* **The problem**
Your task is to transcribe all of the records exactly and leave out the pictures.

* **Given data**
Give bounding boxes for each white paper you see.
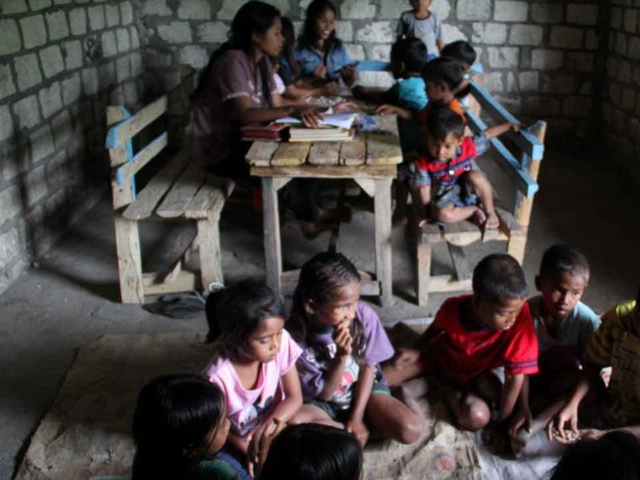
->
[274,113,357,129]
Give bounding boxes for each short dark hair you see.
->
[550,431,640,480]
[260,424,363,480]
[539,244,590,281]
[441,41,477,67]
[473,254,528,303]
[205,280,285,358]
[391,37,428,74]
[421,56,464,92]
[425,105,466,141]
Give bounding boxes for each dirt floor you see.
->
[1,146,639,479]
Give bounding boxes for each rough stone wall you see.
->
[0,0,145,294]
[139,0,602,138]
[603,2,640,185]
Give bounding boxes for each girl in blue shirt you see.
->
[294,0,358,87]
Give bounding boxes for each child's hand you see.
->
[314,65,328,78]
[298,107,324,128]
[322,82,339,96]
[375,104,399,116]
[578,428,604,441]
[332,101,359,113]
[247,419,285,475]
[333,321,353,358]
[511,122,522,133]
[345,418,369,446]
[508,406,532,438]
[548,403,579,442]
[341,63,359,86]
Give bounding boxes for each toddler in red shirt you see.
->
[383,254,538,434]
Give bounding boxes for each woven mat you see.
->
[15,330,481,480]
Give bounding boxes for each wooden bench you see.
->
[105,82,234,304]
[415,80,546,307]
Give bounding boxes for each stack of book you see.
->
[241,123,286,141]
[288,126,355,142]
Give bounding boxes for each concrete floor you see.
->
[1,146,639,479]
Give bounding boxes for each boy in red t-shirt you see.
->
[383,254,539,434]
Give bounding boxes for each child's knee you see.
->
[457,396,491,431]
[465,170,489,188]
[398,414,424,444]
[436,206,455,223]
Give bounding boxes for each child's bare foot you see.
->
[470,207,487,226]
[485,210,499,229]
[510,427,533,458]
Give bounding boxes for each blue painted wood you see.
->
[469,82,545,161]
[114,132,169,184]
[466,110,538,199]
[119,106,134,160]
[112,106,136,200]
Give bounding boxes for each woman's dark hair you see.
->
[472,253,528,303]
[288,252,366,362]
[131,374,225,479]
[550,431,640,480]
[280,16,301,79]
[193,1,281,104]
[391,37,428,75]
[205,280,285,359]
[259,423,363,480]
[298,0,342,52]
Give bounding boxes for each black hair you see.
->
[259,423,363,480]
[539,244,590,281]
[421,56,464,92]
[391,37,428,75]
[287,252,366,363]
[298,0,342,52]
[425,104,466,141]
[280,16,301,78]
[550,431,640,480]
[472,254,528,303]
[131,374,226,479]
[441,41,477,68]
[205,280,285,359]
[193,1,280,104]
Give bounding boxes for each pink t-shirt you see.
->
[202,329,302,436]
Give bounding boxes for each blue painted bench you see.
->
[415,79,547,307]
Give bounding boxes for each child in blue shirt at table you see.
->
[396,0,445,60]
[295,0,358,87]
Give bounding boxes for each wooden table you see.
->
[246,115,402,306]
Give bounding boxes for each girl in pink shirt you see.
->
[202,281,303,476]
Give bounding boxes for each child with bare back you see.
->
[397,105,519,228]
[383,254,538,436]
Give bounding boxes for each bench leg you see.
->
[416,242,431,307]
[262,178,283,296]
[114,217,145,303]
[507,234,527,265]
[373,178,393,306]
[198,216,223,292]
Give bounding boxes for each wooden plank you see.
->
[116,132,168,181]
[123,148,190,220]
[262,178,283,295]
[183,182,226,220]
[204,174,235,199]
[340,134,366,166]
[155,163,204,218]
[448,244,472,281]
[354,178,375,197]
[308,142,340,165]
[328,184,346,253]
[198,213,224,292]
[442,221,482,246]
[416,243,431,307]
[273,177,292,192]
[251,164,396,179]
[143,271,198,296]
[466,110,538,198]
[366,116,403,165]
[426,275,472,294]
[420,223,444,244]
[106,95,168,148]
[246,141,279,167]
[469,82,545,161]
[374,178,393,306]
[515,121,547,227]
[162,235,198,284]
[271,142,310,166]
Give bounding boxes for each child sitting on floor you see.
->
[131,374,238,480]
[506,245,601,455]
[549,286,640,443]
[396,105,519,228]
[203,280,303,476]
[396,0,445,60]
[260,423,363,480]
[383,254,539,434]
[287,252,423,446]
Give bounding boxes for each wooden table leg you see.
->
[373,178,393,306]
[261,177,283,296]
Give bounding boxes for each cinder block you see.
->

* **Output of the exercise**
Give bounding boxes for each white paper you see.
->
[274,113,357,129]
Give bounding boxes for each short dark hair you see.
->
[550,431,640,480]
[260,424,363,480]
[539,244,590,281]
[441,41,477,67]
[473,254,528,303]
[205,280,285,358]
[391,37,428,74]
[421,56,464,92]
[425,105,466,141]
Give bounding boxes for each dirt floor you see.
->
[1,146,639,479]
Give bounding boxes for each rough stone wall you see.
->
[0,0,145,294]
[139,0,602,138]
[603,2,640,185]
Give bounding boxes for each girl in blue shirt you see.
->
[294,0,358,87]
Give bounding boxes for each child's hand you see.
->
[314,65,328,78]
[298,107,324,128]
[322,82,339,96]
[375,104,399,116]
[578,428,604,441]
[332,101,359,113]
[247,419,285,475]
[333,321,353,358]
[511,122,522,133]
[345,418,369,446]
[508,406,532,438]
[548,403,579,442]
[341,63,359,86]
Give bounding boxes for each toddler in red shirt you see.
->
[383,254,538,434]
Give bounding boxes for each woven mat you see.
->
[15,330,481,480]
Give bounding boxes for each wooden bench you see.
->
[105,82,234,304]
[415,80,546,307]
Give bounding boxes for each stack of book you see.
->
[241,123,286,141]
[288,126,355,142]
Give bounding boxes for each concrete floor you see.
->
[1,146,639,479]
Give bounding boxes for each boy in red t-shirt you see.
->
[383,254,539,434]
Give bounding boxes for each child's knee you see.
->
[457,396,491,431]
[465,170,489,188]
[398,414,424,444]
[436,206,455,223]
Give bounding boxes for each child's bare foot you see.
->
[470,207,487,226]
[485,210,499,229]
[510,427,533,458]
Give bounding boxes for each blue painted wood you see.
->
[469,82,545,161]
[114,132,169,184]
[466,110,538,199]
[119,106,134,160]
[112,106,136,200]
Give bounding boxes for each woman's dark hair you see.
->
[472,253,528,303]
[288,252,366,362]
[131,374,225,479]
[550,431,640,480]
[280,16,301,79]
[193,1,281,104]
[391,37,428,75]
[205,280,285,359]
[259,423,363,480]
[298,0,342,52]
Give bounding boxes for each black hair you see.
->
[259,423,363,480]
[539,244,590,281]
[421,56,464,92]
[391,37,428,75]
[287,252,366,363]
[298,0,342,52]
[425,104,466,141]
[280,16,301,78]
[550,431,640,480]
[472,254,528,303]
[131,374,226,479]
[441,41,477,68]
[205,280,285,359]
[193,1,280,104]
Give bounding boxes for each pink t-shirt you see.
->
[202,329,302,436]
Give bounding boxes for each blue painted bench you see.
->
[415,79,547,307]
Give bounding boxes for each child in blue shirt at table you see.
->
[396,0,445,60]
[295,0,358,87]
Give bounding boxes for each wooden table you see.
->
[246,115,402,306]
Give bounding boxes for each girl in pink shirt you see.
->
[202,281,303,476]
Give bounding boxes for each child with bare back you see.
->
[397,105,519,228]
[383,254,538,436]
Give bounding boxes for each bench leg you see.
->
[416,242,431,307]
[262,178,283,296]
[114,217,145,303]
[507,234,527,265]
[373,178,393,306]
[198,216,223,292]
Give bounding boxes for each wooden plank you see.
->
[116,132,168,181]
[123,148,190,220]
[262,178,283,295]
[183,182,226,220]
[204,174,235,199]
[340,134,366,166]
[155,163,204,218]
[448,244,472,281]
[354,178,375,197]
[308,142,340,165]
[328,184,346,253]
[198,213,224,292]
[442,221,482,246]
[416,243,431,307]
[273,177,292,192]
[251,164,396,179]
[143,271,198,296]
[466,110,538,198]
[366,116,403,165]
[426,275,472,294]
[420,223,444,244]
[106,95,168,148]
[246,141,279,167]
[469,82,545,161]
[374,178,393,306]
[515,121,547,227]
[162,235,198,284]
[271,142,310,166]
Give bounding boxes for each child sitting on floor you see.
->
[131,374,238,480]
[506,245,601,455]
[549,286,640,443]
[396,105,519,228]
[203,280,303,476]
[396,0,445,60]
[260,423,363,480]
[383,254,539,434]
[287,252,423,446]
Give bounding boxes for each wooden table leg you see.
->
[373,178,393,306]
[261,177,283,296]
Give bounding boxes for each cinder block you see.
->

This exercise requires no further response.